| Short exercise |
Can you reproduce word for word the part of the forum post on retirement plan fees below that lies between "Hello everyone- my" and "as a reference.", inclusive?

| Extract |
Hello everyone- my husband works for a small for-profit start-up company that, up until this point, hasn't offered a retirement plan. The company is considering going with a company called "Complete Benefits Solution" to help manage the plans and my husband asked me if I thought it looked good. I have NO experience with financial management besides what I've learned by reading a couple of books and looking online. Any thoughts from you would be greatly appreciated. At this point, my husband maximizes his Roth IRA yearly but does nothing else retirement-wise. He is 31 years old as a reference. 

According to the information provided by the Complete… co. here are the fees etc:

Plan Establishment Fees- $350 at establishment
Annual Expenses (for company) - $1200 plus $32 per participant (terms- invoiced quarterly)
Investment service fee- Annual 0.25% asset fee
Mutual Fund Concessions (finders 12b-1, sub-ta fees)- redeposited into plan assets
(note- age weighted & new comparability plans- add $200 to annual fees)

Additional Fees
plan de-conversion/termination fee- $500
distribution processing- $75 one-time fee payable from participant's account proceeds
loan processing- $150 one-time fee payable from part. account proceeds

Re: Any experience with a Complete K 401K plan?

  • maple2maple2 member
    Ninth Anniversary 500 Comments 25 Love Its Name Dropper
    I don't have experience with 401k plans from the employer perspective, so I can't really comment on whether those costs are reasonable.  I will say, that every place I have worked there have never been any fees that I have been required to pay directly to a benefits management company.  No plan establishment fees, no investment service fee, no conversion/termination fee.  If those fees existed, they were paid by my employer without any input from me.  I have never gotten a distribution or loan through my 401k, but I don't remember agreeing to pay fees for those services when I signed my benefits package.  I would be curious what the employer is expecting to cover and what the think employees should pay.

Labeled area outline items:

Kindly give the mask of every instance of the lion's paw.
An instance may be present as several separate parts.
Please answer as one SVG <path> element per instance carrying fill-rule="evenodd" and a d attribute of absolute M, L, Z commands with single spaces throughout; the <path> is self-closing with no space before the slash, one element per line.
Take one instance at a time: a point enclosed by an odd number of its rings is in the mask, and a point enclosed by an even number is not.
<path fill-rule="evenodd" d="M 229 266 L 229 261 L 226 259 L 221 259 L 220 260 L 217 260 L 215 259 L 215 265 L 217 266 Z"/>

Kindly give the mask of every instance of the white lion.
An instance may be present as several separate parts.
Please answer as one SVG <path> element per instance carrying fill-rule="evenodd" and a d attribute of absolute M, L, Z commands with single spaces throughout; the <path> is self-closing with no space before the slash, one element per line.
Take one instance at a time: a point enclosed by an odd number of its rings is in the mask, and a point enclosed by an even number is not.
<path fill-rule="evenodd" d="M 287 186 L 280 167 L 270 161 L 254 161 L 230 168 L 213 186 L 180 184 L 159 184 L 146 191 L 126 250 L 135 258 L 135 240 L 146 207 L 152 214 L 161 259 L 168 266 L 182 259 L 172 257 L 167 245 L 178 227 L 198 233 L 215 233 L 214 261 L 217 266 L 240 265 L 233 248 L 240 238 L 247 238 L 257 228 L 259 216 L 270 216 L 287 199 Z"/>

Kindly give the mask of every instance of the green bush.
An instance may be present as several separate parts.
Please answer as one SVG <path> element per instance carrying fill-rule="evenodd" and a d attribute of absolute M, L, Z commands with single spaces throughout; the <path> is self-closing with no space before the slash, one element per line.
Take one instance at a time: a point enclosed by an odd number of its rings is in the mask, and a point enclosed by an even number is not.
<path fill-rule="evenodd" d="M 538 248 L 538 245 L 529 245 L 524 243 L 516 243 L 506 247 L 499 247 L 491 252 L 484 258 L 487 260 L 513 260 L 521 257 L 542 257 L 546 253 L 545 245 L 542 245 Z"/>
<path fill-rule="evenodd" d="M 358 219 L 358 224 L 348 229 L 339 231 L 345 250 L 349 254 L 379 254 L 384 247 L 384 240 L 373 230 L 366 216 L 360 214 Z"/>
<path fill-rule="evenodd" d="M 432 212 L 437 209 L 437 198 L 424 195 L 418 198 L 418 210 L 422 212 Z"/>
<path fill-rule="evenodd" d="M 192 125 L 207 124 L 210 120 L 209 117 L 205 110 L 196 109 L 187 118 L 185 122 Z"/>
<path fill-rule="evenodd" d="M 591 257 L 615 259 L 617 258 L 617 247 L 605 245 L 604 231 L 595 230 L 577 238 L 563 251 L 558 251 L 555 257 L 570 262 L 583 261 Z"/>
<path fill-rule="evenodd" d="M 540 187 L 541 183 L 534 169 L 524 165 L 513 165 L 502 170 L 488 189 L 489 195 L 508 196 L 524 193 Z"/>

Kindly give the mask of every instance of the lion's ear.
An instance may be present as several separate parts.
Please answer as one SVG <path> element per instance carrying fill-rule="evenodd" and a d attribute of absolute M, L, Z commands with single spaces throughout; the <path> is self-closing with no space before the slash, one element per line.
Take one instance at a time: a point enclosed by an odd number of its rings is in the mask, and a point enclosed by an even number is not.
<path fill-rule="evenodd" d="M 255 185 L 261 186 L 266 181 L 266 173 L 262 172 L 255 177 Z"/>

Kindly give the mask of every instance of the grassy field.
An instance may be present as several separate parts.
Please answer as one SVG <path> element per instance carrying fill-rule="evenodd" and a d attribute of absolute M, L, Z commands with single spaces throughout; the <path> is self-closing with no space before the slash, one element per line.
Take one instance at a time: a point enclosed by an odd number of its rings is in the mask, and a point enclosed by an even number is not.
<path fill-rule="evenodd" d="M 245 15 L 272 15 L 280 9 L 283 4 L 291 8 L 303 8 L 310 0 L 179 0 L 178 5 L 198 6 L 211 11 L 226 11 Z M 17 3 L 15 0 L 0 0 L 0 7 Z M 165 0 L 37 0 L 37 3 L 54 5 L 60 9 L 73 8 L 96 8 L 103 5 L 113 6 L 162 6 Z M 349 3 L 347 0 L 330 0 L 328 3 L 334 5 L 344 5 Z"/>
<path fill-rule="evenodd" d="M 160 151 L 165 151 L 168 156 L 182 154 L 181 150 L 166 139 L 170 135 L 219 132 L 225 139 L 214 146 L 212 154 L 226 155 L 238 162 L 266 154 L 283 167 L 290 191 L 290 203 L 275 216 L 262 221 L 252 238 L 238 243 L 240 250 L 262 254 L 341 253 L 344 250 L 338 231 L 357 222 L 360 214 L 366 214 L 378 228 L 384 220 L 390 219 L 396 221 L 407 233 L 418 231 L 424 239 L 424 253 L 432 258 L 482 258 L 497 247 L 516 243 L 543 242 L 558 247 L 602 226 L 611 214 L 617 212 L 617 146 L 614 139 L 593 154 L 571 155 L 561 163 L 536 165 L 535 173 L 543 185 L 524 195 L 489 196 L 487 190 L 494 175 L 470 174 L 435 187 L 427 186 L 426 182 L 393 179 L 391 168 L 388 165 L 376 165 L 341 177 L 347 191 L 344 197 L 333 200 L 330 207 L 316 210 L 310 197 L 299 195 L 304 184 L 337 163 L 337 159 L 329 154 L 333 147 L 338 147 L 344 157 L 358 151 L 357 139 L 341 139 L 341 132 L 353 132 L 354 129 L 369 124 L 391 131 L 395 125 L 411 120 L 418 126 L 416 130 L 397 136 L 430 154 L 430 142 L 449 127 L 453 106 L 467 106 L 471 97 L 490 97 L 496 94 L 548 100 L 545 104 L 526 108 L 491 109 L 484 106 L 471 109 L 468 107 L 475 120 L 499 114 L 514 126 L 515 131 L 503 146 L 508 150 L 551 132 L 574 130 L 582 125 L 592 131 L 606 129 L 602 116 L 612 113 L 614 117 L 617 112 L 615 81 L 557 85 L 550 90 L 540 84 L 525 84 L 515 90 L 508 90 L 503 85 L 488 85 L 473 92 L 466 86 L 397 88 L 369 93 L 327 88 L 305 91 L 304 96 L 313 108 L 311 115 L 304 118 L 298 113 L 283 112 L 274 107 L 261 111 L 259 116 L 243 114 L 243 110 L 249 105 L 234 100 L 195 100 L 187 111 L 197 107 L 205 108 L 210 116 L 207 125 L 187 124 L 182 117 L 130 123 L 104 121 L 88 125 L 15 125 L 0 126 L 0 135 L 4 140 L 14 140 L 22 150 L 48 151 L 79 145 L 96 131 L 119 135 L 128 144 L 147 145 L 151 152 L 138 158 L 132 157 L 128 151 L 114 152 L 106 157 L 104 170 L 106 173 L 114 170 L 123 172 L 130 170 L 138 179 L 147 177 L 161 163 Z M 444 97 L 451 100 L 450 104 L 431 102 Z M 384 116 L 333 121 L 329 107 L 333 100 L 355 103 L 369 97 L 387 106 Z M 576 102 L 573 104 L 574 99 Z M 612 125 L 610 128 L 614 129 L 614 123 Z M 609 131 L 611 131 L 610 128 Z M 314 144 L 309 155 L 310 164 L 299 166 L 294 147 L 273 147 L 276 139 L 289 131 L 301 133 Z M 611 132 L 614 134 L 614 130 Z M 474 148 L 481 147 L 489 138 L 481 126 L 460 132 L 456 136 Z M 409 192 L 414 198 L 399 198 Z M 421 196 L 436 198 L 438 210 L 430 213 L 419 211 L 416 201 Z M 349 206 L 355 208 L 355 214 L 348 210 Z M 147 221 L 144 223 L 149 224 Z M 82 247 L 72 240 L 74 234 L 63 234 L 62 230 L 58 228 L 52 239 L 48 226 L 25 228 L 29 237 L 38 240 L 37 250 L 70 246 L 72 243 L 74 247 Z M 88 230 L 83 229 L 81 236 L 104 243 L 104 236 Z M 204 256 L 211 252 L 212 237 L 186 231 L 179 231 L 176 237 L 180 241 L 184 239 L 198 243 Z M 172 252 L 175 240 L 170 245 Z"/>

| The completed task |
Hello everyone- my husband works for a small for-profit start-up company that, up until this point, hasn't offered a retirement plan. The company is considering going with a company called "Complete Benefits Solution" to help manage the plans and my husband asked me if I thought it looked good. I have NO experience with financial management besides what I've learned by reading a couple of books and looking online. Any thoughts from you would be greatly appreciated. At this point, my husband maximizes his Roth IRA yearly but does nothing else retirement-wise. He is 31 years old as a reference.